+++ Provided data +++
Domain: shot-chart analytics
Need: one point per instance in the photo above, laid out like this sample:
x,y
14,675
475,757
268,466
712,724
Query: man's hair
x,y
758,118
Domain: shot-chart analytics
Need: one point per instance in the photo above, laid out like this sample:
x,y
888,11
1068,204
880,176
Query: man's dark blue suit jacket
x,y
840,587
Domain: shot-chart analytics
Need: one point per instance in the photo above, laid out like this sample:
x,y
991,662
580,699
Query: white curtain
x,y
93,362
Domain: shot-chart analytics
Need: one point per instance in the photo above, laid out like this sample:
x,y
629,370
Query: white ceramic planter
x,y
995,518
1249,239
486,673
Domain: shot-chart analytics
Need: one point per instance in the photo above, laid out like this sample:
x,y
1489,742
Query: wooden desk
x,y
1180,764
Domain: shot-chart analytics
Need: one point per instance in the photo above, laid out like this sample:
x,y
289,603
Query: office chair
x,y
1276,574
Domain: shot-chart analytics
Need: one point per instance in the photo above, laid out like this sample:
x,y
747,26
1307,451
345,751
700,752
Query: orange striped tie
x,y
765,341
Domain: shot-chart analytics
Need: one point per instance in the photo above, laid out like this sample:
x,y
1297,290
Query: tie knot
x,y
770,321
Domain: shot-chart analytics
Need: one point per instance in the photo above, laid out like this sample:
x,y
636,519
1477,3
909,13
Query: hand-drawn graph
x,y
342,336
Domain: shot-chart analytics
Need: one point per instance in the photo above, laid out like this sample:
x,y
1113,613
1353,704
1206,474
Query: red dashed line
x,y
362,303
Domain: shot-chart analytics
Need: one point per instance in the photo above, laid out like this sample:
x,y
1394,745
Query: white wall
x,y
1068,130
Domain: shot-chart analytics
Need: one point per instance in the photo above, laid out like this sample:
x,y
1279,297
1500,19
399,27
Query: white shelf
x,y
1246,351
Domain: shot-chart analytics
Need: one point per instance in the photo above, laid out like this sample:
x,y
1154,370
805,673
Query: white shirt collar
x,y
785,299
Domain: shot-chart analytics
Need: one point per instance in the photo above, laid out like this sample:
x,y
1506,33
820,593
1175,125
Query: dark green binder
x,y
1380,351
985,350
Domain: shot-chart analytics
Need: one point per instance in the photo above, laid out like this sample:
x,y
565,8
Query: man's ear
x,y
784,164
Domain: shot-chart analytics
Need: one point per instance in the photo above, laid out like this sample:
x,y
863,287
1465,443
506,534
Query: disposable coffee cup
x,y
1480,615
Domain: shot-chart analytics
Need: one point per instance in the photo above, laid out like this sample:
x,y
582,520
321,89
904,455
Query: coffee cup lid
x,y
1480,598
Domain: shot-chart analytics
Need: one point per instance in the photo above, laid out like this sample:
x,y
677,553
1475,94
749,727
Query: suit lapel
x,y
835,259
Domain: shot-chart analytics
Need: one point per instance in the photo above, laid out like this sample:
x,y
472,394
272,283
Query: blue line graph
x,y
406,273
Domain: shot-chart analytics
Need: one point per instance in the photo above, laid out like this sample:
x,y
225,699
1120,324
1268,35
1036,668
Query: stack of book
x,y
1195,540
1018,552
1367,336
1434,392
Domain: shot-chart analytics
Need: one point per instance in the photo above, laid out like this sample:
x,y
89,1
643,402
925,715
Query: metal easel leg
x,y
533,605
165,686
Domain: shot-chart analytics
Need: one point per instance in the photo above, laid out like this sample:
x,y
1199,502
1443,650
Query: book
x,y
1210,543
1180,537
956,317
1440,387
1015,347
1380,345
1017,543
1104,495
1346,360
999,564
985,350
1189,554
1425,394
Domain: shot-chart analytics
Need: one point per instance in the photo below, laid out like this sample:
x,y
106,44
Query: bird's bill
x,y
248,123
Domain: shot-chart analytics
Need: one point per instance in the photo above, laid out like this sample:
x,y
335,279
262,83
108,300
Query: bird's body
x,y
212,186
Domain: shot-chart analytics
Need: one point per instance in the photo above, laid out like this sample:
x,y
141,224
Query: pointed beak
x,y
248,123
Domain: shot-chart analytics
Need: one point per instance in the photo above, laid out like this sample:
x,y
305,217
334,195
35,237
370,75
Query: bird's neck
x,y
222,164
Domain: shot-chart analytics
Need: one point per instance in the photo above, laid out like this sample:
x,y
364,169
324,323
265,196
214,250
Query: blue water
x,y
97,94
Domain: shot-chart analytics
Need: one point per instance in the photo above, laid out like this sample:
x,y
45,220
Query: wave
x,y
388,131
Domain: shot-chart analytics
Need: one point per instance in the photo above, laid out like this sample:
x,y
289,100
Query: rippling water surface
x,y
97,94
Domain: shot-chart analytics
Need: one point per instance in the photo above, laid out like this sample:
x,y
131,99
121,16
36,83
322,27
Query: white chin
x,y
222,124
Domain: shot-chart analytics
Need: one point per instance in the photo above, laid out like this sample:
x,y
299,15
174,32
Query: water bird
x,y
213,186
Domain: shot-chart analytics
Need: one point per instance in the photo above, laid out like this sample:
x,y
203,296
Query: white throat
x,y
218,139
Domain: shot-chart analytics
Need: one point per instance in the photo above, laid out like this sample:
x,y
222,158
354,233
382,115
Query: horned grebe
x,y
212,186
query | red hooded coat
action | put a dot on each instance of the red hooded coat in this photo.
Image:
+++
How many lines of the listing include the string "coat"? Give only the number.

2